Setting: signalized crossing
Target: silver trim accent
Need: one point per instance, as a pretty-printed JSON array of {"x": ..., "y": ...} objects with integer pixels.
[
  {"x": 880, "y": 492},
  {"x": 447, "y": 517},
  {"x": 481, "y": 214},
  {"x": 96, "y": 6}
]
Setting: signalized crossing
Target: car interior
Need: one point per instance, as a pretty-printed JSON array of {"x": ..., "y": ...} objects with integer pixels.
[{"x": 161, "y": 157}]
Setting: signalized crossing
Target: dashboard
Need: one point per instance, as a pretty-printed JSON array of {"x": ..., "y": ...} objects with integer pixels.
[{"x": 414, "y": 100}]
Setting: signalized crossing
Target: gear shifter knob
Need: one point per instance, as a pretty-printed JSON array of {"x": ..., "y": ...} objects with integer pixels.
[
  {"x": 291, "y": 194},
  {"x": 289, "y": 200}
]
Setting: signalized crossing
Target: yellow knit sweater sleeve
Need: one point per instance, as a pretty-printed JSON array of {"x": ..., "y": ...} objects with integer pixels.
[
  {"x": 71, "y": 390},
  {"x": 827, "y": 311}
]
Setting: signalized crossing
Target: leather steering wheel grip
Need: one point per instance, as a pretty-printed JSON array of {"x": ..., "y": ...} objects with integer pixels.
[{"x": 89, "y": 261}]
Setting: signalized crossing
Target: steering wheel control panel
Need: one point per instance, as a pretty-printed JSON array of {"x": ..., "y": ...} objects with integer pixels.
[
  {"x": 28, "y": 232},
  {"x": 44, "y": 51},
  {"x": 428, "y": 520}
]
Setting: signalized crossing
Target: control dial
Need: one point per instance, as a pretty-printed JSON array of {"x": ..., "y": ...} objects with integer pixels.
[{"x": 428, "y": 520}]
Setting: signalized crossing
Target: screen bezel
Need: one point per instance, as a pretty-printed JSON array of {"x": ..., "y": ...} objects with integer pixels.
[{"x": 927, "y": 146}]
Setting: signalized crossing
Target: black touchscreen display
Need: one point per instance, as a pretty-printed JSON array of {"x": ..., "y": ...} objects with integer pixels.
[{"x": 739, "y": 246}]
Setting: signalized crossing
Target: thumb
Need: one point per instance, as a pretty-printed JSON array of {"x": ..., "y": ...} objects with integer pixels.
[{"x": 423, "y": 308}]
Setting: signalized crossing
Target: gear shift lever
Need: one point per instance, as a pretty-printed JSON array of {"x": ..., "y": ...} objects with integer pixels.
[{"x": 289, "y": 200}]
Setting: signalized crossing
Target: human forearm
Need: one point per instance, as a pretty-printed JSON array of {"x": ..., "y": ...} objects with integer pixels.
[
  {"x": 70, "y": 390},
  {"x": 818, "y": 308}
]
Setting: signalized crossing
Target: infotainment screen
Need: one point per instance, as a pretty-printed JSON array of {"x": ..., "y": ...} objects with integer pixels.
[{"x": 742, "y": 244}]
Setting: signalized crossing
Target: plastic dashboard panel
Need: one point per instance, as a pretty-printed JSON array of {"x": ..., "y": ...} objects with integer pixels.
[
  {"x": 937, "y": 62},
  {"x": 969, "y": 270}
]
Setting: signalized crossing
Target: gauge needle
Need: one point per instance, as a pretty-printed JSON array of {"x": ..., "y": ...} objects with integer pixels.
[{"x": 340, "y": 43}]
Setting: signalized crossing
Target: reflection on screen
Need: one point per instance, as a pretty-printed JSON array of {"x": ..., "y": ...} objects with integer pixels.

******

- **Required task**: Copy out every line of the records above that contains the string "gear". Treat the match as case-sensitive.

- **Output for this task**:
Target: gear shifter knob
Target: gear shift lever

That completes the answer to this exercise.